**Records to process**:
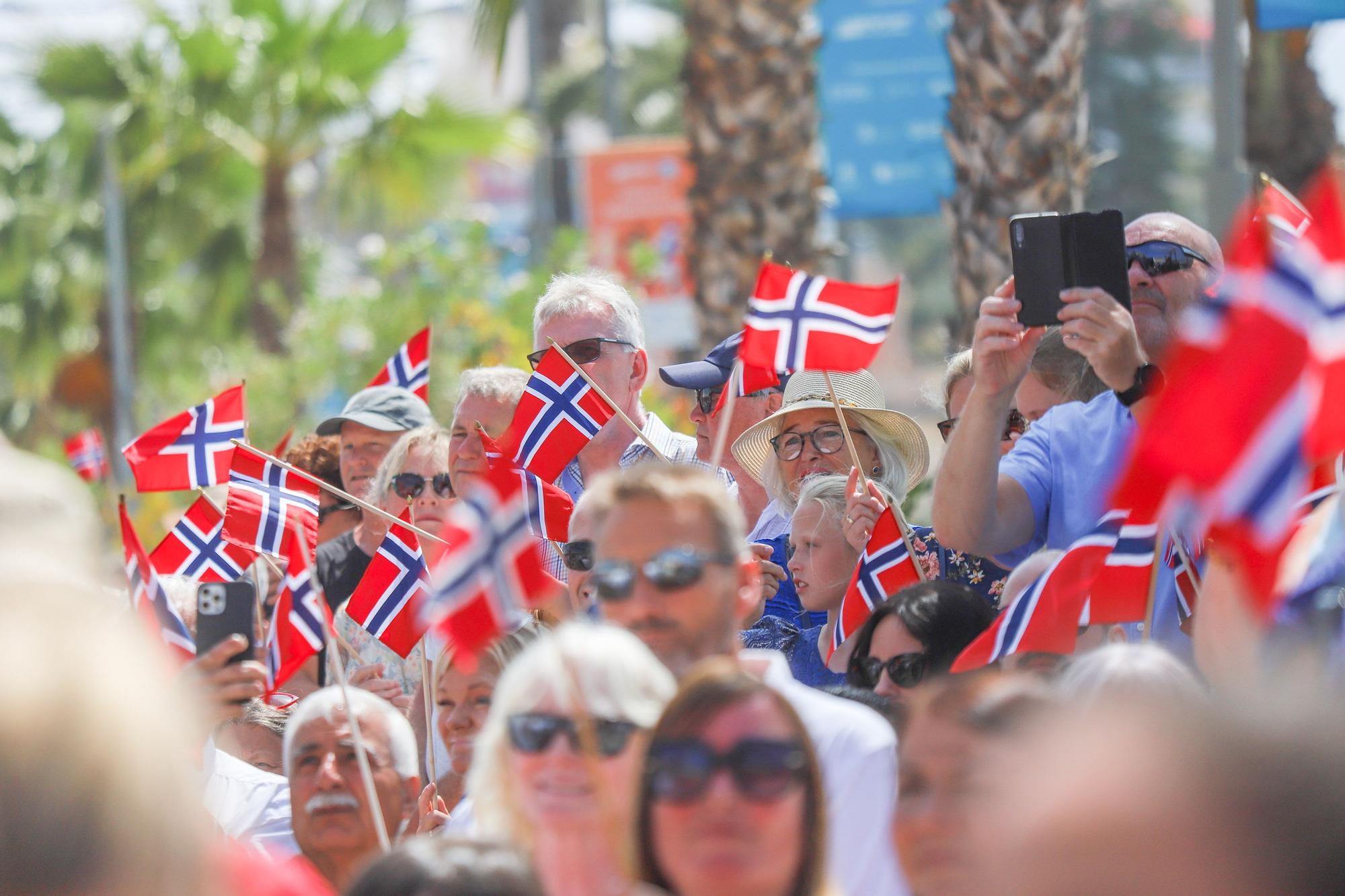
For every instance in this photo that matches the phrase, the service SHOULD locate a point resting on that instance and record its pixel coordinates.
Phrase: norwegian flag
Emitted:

--

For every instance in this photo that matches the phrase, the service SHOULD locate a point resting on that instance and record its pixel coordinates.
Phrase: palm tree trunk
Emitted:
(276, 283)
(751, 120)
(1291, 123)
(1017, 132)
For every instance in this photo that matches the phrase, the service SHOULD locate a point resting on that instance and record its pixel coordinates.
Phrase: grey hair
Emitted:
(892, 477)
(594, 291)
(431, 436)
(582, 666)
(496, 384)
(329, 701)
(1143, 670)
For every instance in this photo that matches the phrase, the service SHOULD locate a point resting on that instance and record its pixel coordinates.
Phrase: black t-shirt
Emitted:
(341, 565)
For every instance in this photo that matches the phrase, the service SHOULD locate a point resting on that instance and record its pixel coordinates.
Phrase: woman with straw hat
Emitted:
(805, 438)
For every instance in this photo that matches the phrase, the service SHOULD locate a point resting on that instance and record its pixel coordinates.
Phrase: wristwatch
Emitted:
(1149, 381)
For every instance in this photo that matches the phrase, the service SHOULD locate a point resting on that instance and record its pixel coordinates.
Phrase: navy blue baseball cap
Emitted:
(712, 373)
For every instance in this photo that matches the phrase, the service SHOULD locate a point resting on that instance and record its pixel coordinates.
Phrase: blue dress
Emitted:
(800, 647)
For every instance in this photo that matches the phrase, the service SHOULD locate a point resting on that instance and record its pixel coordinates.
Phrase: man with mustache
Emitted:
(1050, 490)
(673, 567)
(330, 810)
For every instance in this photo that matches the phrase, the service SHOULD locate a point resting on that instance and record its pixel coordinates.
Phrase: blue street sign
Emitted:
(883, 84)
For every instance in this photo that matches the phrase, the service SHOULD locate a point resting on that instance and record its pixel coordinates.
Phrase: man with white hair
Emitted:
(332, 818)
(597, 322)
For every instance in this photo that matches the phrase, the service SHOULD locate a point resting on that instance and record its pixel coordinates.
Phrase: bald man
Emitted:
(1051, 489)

...

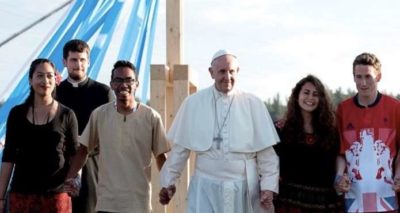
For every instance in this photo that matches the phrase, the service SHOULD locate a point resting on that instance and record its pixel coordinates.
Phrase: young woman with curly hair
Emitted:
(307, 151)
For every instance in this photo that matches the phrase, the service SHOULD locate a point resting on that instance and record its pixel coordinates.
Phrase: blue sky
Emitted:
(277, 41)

**To do**: How many of the lines above contain the string "hair"? Reply with the number alone.

**Result for this exercise**: 3